● **STATED GOAL**: Transcribe the lines from the start of the stored items through the line containing "[94,307,739,495]", including both ends, without changing anything.

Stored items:
-- BEGIN --

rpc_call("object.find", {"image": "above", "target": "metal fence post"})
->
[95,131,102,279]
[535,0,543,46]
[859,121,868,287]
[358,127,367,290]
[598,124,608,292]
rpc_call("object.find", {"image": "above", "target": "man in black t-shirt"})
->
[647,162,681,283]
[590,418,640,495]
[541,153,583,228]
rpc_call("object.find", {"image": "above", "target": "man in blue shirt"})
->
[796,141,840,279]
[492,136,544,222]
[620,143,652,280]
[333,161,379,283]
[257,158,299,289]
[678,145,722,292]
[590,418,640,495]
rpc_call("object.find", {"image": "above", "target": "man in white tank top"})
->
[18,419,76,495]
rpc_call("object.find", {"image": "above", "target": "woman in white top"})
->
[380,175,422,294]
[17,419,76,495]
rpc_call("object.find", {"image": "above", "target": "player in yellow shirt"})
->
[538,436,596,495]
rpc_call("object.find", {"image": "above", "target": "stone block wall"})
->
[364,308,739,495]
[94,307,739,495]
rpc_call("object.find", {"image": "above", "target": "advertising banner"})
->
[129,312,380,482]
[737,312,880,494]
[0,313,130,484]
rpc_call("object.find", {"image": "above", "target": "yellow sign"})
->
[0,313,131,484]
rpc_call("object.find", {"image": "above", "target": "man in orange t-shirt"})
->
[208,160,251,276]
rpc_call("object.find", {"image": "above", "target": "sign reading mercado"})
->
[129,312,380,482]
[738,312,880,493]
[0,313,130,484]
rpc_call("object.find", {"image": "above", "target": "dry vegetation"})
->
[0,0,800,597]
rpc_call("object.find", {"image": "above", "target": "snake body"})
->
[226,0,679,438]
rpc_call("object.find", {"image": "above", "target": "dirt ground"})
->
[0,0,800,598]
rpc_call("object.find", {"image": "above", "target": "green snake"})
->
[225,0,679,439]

-- END --

● **RESULT OF THIS TASK**:
rpc_call("object.find", {"image": "above", "target": "metal fence post"})
->
[95,131,102,279]
[535,0,543,46]
[859,121,868,287]
[358,127,367,290]
[598,124,608,292]
rpc_call("object.find", {"image": "above", "target": "man in black t-shirt"})
->
[647,162,681,283]
[590,418,640,495]
[541,153,583,228]
rpc_call("object.find", {"image": "above", "target": "man in blue shirt"})
->
[796,141,840,279]
[492,136,544,222]
[620,143,652,280]
[333,161,379,283]
[257,158,299,289]
[678,145,722,292]
[590,418,640,495]
rpc_call("object.find", {"image": "above", "target": "man in white tank top"})
->
[18,419,76,495]
rpc_call("object.find", {"image": "above", "target": "woman in white top"})
->
[380,175,422,294]
[17,419,76,495]
rpc_call("object.find", {"image": "above", "target": "player in yellow shirt"})
->
[538,436,596,495]
rpc_call("object.find", {"image": "above", "target": "stone block wall"})
->
[364,308,739,495]
[94,307,739,495]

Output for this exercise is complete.